— Work required —
Gather every line in the items below that contains the string "altar", and copy each one.

— Records for the task —
══════

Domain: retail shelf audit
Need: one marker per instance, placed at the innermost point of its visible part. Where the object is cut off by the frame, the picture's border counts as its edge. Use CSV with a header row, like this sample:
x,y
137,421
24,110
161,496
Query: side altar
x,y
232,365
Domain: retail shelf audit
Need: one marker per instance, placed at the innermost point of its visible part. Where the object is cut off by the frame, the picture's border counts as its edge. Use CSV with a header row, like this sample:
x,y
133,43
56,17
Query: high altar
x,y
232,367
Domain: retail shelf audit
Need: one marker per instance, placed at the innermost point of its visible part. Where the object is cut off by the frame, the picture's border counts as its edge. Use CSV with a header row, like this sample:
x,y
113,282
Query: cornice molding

══════

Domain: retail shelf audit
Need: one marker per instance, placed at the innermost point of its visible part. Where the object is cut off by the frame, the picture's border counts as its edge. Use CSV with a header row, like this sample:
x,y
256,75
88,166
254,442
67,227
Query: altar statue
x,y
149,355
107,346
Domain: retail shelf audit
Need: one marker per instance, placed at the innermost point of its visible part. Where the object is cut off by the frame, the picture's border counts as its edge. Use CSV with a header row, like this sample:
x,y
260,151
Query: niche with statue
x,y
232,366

══════

— The completed task —
Query: side altar
Query: high altar
Query: altar statue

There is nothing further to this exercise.